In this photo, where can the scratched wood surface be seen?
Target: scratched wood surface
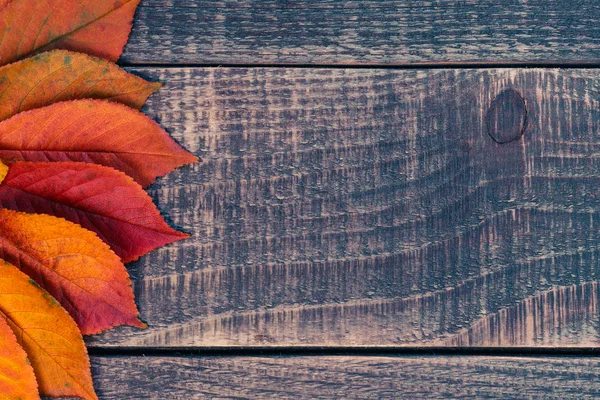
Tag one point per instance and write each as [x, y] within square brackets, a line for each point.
[346, 378]
[376, 207]
[364, 32]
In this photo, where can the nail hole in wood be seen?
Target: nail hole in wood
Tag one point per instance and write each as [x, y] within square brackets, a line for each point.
[507, 117]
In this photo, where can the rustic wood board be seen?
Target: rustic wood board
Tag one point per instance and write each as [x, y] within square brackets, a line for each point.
[346, 378]
[372, 207]
[364, 32]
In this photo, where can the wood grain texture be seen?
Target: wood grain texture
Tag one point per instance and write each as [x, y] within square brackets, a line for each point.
[364, 32]
[346, 377]
[372, 207]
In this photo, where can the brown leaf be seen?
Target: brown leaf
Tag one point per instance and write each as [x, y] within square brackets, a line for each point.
[98, 27]
[98, 198]
[74, 265]
[17, 380]
[93, 131]
[49, 336]
[61, 75]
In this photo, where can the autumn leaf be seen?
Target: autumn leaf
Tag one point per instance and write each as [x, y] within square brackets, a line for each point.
[48, 334]
[98, 198]
[17, 380]
[93, 131]
[61, 75]
[74, 265]
[99, 27]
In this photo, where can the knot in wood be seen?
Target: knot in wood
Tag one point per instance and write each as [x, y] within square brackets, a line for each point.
[507, 117]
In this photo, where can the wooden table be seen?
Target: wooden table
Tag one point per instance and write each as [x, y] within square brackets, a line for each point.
[398, 199]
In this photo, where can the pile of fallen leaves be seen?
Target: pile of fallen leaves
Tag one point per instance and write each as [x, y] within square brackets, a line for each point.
[76, 154]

EXERCISE PROMPT >> Edit all of the items above so that each "autumn leaf" becomes "fall leaf" and every other line stays as it is. Omit the pictures from your answer.

SOLUTION >>
In this photo, where can the scratched wood surface be seen?
Target: scratched wood surface
Tag one point per instance and write each as [x, y] within square brackets, a line for each point.
[346, 378]
[376, 207]
[364, 32]
In this photo, where can the nail hole in wood be seen?
Target: nail hole in wood
Tag one point per instance and write each as [x, y] within square brackets, a line for each point.
[507, 117]
In this photo, where can the rustic wood board be seen?
Target: rustic wood board
Tag one point per instance and write each as [x, y] within square brackets, a line for each point.
[346, 378]
[372, 207]
[364, 32]
In this photo, where can the wood grain texture be seen?
Target: wood grain texture
Tag one point per instance and write each as [x, y] within square brackets, a line for each point.
[364, 32]
[346, 377]
[372, 207]
In this photo, where can the brown leaf be seen?
Target: brown leaf
Tag one point per instance and write each as [x, y] within square brackets, a line for each point.
[98, 27]
[98, 198]
[74, 265]
[17, 380]
[93, 131]
[49, 336]
[61, 75]
In this photo, where can the fall leaf be seen?
Target: fall leaf
Tag one point per instance and write each as [x, y] within square brackets, a line for each point.
[48, 334]
[98, 198]
[17, 380]
[93, 131]
[61, 75]
[74, 265]
[99, 27]
In this photo, where can the knot in wood be seen?
Target: knot in wood
Tag one point per instance and write each as [x, y] within square brackets, a line for each point.
[507, 117]
In this photo, where can the wooden table be seen?
Target: wooden table
Tag one point per instance and write each as [x, y] within square brackets, a line for each point.
[398, 199]
In this photo, where can the pile of fallen leaves be seen?
Target: pile of fallen leaves
Tag one point per instance and write each as [x, y] within square brackets, a line for each point.
[76, 154]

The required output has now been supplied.